The defence wanted to ask the police at trial who it was who had acted as a police informer, because grounds for attacking the credibility of that person may then have been apparent to the defence. It is only in rare cases that the identity of an informer will be a relevant matter, as for example where the informer may have planted evidence against the accused, or where the informer was in fact the offender and is seeking to pass blame on to the accused.Normally, if the police refuse to disclose information about an informer prior to trial, an application can be made by the defence for a court order for disclosure. Such an application will rely on the court’s inherent jurisdiction, in which case there is no right of appeal; it could not be made under s 344A of the Crimes Act 1961, which carries a right of appeal to the Court of Appeal, because until disclosure is made there is no evidence about which a ruling as to admissibility can be sought: R v Moore [2001] 2 NZLR 761; (2001) 18 CRNZ 519 (CA).

In De Bruin the Crown invited counsel for the defence to take the 344A approach, and in due course that was done. The invitation may have been disingenuous, because in the Court of Appeal the Crown changed its tack, arguing that:

"The essence of public interest immunity is that it protects from disclosure information which is otherwise relevant and admissible. The informer’s identity is admissible but protected."

Of course at the stage at which this application was made, the trial was imminent, and the question was whether evidence of the informer’s identity could be elicited at trial, not whether it should be disclosed to the defence prior to trial. The Crown was deflecting the Court from the issue of the admissibility of an answer that a question at trial would elicit, by suggesting there was no issue about admissibility for the court to rule on under s 344A..

The Crown’s submission was, essentially, an argument that the informer’s identity could not be the subject of a 344A application or an appeal pre-trial because the issue was not the admissibility of the evidence of the identity of the informer; rather, suggested the Crown, the issue was for the trial judge, and was whether public interest immunity should be declined. That is, it was a matter for the trial judge in the exercise of the inherent power to prevent an abuse of process.

Unfortunately, the Court accepted this submission. However, the submission was flawed. If the identity of the informer was "protected", it was inadmissible at trial; the real Crown submission was that although the informer’s identity was relevant, it should be ruled inadmissible. Indeed, in apparently conceding relevance (by accepting admissibility), the Crown could have been taken to be admitting that disclosure would assist the defence at trial.

# Material shown:

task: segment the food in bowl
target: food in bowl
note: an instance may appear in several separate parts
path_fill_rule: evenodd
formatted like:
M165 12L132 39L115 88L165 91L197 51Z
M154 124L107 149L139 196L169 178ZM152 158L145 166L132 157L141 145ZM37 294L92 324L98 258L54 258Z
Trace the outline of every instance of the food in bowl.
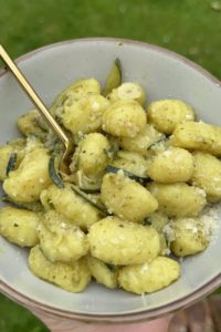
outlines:
M201 212L221 199L221 128L197 122L182 101L152 102L120 82L115 62L105 89L95 79L64 90L51 113L75 144L70 174L62 146L36 110L18 120L23 138L0 149L0 234L31 247L39 278L83 291L93 277L134 293L180 277L180 262L210 241ZM203 160L203 167L201 164Z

# Stated task:
Continue the commentary on the De Bruin ruling about an informer's identity, beginning right after its last sentence.

# Exercise result:
If correct, the Crown’s submission would mean that no ruling about evidence that was sought to be excluded under the court’s inherent power to prevent an abuse of process would be a ruling about admissibility, because it would be a ruling about the discretionary exclusion of admissible evidence. In fact, such issues are routinely dealt with as admissibility issues and rulings are the subject of appeals. The usual construction of the legislation involves using the concept of admissibility in a broad sense: if the jury cannot learn of evidence, that is because it is "inadmissible", even though, technically, it is "admissible but excluded pursuant to the court’s inherent jurisdiction."

Analysing decisions into admissibility decisions, and decisions about the discretionary exclusion of admissible evidence, is useful in the context of determining the procedural rules concerning the operation of the discretion, but such analysis is not appropriate as an aid to statutory interpretation of s 344A.If the defence had used s 344A itself, applying for an order that questions it proposed to ask the appropriate witness (possibly the officer in charge of the case) would yield admissible evidence, the position would have been clear.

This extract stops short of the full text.